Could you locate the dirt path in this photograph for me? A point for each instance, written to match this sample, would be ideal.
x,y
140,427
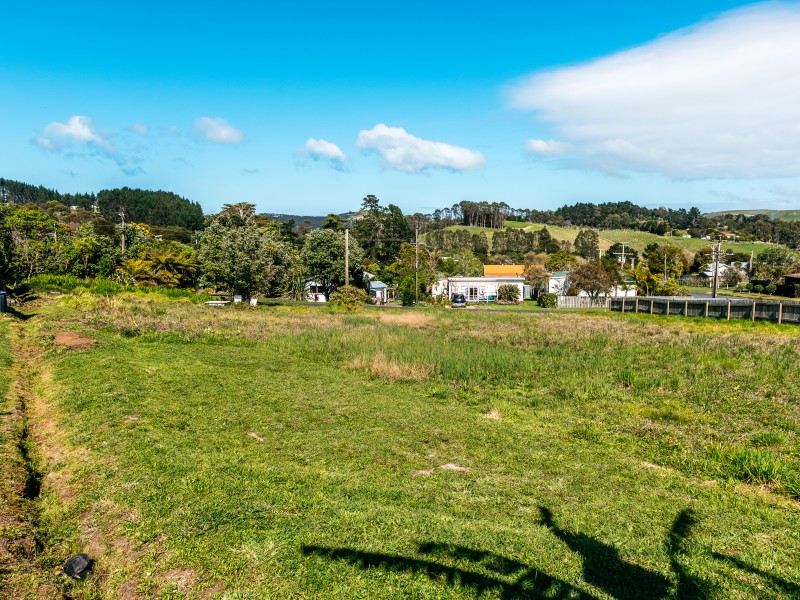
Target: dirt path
x,y
21,574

**Request**
Write all these entries out again, requests included, but multiply every coordinate in the answers by 0.65 and round each result to a whole number, with halves rounded up. Leave the coordinates in the requests and their format samples unchanged, and leave the pictures out.

**Output for this exercise**
Could you locate the dirt path in this photograph for me? A point for each instance, written to match this sample, would be ideal.
x,y
140,427
Target: dirt path
x,y
14,373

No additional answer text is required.